In the material below, repeat only the lines from the one that holds "the car taillight." through the final line, exactly as they stand.

Labeled-object pointing entries:
## begin

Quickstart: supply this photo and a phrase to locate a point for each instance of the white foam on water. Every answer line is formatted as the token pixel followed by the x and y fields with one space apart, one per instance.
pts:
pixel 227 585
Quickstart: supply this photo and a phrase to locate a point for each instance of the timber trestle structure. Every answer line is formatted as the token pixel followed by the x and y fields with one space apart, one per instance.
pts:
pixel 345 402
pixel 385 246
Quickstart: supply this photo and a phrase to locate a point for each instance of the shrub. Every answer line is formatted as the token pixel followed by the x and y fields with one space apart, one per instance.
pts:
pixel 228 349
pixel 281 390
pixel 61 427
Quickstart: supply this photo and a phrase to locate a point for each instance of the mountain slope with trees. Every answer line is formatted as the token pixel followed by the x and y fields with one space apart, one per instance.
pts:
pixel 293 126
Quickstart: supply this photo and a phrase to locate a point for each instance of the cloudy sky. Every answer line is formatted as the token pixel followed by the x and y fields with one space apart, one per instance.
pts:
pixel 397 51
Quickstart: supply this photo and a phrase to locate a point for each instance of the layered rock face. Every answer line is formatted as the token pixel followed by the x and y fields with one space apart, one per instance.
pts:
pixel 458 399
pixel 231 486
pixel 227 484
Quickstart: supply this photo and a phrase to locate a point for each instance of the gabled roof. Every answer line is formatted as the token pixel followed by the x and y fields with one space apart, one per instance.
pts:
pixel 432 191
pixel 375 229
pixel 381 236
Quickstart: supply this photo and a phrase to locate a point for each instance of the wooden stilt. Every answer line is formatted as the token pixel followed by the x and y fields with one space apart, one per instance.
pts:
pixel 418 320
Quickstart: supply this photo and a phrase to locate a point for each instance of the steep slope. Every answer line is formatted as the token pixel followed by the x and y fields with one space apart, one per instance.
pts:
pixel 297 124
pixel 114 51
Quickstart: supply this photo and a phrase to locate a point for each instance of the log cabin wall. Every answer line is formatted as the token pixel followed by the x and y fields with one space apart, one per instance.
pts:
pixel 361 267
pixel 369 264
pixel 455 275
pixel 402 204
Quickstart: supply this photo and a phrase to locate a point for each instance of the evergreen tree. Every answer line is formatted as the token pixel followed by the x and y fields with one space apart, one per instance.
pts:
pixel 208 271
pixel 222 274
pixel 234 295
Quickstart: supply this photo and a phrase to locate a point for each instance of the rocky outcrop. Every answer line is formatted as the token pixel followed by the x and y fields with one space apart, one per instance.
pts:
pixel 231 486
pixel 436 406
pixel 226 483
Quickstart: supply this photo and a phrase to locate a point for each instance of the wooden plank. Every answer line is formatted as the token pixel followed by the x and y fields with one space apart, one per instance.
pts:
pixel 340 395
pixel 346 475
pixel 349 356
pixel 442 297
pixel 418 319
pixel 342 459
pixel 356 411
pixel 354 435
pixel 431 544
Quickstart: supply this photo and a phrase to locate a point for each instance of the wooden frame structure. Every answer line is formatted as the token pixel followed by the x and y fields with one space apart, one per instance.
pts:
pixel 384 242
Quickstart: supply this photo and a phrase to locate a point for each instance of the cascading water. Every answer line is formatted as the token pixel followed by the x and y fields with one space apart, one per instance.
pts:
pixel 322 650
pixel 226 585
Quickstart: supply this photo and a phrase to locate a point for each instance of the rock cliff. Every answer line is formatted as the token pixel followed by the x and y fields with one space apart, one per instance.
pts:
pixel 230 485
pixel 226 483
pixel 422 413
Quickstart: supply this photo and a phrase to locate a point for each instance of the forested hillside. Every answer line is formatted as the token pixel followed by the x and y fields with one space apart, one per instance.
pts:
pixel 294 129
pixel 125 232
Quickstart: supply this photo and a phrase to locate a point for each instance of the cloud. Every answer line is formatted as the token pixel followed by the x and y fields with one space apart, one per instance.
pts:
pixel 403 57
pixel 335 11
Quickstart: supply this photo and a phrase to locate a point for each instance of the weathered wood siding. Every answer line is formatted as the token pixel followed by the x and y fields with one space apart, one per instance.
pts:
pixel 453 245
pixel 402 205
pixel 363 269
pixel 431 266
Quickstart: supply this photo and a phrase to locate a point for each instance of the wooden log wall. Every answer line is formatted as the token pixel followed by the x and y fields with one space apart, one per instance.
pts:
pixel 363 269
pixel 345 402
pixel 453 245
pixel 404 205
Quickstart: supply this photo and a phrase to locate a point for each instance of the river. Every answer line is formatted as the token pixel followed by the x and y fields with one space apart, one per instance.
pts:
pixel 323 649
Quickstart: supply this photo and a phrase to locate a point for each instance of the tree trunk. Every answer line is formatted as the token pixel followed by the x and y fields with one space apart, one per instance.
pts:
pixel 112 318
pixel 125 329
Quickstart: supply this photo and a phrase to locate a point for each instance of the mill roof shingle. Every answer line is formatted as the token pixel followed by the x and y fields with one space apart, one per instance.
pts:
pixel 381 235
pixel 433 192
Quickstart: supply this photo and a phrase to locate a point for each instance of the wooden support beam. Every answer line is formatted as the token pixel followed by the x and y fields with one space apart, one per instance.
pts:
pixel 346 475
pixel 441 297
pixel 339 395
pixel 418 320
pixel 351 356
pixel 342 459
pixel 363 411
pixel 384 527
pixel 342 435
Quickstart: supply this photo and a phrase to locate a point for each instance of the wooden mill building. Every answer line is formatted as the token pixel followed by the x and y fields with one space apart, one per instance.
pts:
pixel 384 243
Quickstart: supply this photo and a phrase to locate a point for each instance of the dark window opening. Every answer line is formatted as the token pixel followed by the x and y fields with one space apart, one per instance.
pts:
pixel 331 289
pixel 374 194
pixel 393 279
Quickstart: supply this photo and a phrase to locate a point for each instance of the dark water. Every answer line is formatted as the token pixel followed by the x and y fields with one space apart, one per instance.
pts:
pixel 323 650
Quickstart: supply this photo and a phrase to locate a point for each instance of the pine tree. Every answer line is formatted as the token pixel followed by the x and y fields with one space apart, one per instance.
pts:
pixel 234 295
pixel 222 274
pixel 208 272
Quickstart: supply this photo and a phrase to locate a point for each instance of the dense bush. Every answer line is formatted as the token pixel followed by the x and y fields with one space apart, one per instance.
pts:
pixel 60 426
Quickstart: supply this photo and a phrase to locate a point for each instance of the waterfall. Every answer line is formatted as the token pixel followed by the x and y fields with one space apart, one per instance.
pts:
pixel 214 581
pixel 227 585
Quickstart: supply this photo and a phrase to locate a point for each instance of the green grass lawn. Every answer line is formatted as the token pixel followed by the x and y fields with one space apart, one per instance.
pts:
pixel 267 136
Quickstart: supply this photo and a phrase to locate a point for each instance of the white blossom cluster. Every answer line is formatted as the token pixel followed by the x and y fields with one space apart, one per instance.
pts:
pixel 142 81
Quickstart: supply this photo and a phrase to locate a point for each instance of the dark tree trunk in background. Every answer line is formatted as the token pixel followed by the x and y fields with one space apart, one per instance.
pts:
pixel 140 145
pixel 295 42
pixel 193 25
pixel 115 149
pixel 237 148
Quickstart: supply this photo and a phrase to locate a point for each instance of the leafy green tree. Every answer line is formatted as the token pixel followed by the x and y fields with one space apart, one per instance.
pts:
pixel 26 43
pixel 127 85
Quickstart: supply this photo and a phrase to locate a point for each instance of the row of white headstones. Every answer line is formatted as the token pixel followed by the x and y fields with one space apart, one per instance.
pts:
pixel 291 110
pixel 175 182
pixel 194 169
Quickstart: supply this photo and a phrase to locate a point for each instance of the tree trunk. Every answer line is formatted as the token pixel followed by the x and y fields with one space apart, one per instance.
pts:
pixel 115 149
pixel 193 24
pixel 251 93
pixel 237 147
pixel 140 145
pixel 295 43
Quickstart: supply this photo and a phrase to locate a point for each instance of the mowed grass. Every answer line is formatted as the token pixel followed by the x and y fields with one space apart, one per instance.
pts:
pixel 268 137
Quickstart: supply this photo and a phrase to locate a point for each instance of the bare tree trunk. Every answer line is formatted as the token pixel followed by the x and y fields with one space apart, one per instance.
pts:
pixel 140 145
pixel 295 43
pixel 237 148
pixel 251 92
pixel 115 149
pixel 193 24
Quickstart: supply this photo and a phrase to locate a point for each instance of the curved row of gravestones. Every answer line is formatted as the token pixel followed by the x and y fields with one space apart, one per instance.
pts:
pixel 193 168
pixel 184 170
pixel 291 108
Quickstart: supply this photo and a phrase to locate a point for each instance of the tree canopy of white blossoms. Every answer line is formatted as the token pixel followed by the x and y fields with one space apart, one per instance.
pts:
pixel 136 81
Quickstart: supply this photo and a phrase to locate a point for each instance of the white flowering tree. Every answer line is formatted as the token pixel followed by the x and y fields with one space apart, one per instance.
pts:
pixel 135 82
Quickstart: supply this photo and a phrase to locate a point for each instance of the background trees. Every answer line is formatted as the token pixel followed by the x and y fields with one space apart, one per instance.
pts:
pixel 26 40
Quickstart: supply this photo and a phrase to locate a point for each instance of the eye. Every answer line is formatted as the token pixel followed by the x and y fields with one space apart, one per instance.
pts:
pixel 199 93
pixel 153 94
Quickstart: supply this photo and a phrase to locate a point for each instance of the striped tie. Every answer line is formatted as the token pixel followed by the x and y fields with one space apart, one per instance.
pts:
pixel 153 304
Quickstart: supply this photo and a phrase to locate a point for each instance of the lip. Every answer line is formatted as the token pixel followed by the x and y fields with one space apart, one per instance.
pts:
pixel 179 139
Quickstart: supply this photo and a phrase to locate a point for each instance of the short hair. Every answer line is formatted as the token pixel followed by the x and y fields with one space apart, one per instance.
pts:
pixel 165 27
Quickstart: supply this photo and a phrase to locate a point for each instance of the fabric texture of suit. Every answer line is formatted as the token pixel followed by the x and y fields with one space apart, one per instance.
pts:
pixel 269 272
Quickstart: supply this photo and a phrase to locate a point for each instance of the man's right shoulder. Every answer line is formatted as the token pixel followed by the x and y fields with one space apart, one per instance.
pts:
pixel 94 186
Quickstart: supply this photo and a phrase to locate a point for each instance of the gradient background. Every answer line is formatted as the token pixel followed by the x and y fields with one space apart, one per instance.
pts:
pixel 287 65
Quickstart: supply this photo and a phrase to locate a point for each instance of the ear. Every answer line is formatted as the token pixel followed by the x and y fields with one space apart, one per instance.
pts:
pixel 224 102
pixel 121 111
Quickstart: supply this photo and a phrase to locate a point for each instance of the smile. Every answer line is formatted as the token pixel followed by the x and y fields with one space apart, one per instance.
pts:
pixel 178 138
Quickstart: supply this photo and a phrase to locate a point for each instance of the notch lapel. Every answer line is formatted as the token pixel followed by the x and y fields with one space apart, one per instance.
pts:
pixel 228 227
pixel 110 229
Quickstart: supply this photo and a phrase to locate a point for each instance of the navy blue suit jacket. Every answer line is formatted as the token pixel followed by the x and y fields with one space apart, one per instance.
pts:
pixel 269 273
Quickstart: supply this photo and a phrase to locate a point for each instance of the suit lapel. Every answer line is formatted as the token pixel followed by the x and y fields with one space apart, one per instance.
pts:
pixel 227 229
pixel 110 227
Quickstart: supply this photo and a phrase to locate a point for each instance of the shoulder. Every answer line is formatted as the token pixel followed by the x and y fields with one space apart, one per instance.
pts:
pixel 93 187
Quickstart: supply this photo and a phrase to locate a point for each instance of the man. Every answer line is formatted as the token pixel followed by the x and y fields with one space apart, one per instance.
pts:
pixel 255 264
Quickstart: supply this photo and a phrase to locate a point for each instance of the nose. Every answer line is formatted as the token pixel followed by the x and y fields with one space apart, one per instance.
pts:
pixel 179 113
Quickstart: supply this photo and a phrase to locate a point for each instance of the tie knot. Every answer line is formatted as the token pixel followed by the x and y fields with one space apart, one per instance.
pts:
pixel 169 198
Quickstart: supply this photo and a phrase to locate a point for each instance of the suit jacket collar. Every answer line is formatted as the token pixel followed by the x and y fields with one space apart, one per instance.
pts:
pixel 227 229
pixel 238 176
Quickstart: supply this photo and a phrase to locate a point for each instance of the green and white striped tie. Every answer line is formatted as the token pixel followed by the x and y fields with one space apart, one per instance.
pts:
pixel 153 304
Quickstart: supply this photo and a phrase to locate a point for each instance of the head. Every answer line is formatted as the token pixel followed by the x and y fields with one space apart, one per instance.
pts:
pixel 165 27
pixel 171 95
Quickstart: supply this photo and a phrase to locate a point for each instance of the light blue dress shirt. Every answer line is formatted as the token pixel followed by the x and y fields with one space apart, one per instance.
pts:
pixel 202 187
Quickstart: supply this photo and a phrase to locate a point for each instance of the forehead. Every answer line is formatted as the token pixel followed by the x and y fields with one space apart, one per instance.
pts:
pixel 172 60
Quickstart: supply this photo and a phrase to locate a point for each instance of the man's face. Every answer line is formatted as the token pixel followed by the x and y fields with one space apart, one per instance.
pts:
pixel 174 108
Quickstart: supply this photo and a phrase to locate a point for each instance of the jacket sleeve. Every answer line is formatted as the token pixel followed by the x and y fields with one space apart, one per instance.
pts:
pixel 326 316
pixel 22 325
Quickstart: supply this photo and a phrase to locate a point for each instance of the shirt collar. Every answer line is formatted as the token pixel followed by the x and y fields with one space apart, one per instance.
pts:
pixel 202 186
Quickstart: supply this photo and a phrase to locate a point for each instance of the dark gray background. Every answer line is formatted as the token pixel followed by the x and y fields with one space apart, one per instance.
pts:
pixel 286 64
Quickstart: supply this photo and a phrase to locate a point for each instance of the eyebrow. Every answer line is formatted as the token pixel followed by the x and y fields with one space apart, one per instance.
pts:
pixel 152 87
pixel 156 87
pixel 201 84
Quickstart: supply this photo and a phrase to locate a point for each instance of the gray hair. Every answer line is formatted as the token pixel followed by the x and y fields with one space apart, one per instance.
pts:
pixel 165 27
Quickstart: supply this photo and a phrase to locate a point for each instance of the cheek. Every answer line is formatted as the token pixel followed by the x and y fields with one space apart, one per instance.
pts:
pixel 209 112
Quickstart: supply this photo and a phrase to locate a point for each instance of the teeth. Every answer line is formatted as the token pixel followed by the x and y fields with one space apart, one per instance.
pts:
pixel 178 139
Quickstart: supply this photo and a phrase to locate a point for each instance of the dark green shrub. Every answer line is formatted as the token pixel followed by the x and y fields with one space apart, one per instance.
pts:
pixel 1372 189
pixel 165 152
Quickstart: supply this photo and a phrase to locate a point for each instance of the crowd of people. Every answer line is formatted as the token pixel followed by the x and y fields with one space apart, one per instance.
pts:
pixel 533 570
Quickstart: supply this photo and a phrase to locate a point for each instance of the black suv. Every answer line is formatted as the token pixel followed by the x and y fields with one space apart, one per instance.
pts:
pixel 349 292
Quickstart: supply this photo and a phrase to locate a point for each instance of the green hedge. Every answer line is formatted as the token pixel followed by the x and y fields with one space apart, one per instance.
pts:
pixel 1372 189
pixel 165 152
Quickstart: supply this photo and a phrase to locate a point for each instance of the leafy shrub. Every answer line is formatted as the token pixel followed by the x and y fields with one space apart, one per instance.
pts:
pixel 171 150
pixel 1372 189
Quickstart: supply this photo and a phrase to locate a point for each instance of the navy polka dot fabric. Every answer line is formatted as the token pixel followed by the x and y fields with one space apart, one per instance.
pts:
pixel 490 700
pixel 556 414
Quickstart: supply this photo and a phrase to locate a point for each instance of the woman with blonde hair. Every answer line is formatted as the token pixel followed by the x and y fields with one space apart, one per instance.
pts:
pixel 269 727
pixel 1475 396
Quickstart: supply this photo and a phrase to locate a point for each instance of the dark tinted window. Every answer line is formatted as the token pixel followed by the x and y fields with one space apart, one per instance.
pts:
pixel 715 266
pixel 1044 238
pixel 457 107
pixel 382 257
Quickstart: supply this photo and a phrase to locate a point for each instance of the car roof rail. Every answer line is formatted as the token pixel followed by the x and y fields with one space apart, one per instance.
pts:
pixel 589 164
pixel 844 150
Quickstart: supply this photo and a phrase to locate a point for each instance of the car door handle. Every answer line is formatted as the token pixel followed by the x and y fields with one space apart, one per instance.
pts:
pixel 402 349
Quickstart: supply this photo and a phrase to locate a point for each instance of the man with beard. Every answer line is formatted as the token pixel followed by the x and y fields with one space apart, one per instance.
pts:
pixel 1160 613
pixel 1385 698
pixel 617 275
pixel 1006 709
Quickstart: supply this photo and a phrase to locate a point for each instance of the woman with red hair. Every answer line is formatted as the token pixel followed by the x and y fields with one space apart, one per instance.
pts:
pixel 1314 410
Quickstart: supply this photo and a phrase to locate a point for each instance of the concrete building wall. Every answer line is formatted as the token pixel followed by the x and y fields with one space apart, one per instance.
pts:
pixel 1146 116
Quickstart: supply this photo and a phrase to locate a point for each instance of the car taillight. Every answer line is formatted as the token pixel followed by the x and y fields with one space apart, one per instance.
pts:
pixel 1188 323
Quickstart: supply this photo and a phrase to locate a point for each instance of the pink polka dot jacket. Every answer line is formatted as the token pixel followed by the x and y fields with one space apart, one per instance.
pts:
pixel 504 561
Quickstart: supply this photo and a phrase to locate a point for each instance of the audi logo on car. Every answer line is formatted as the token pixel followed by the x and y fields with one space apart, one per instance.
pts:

## end

### TASK RESPONSE
Quickstart: supply this photo and a phrase to locate a point for each instance of the car taillight. Every answer line is formatted as the token pixel followed by the x and y fields with one space apart, one per instance.
pts:
pixel 1188 323
Quickstart: supply this photo and a phrase to locate a point for each instance of the pink polka dot jacket. Every answer line is formatted as the token pixel followed by the x and y fields with one space apart, one per instance.
pts:
pixel 504 561
Quickstart: supply this photo and a phrase to locate a point for each instance of the audi logo on car. Every answer line is formatted as the token pixel followed by the x and y fields with one space apart, one per instance.
pts:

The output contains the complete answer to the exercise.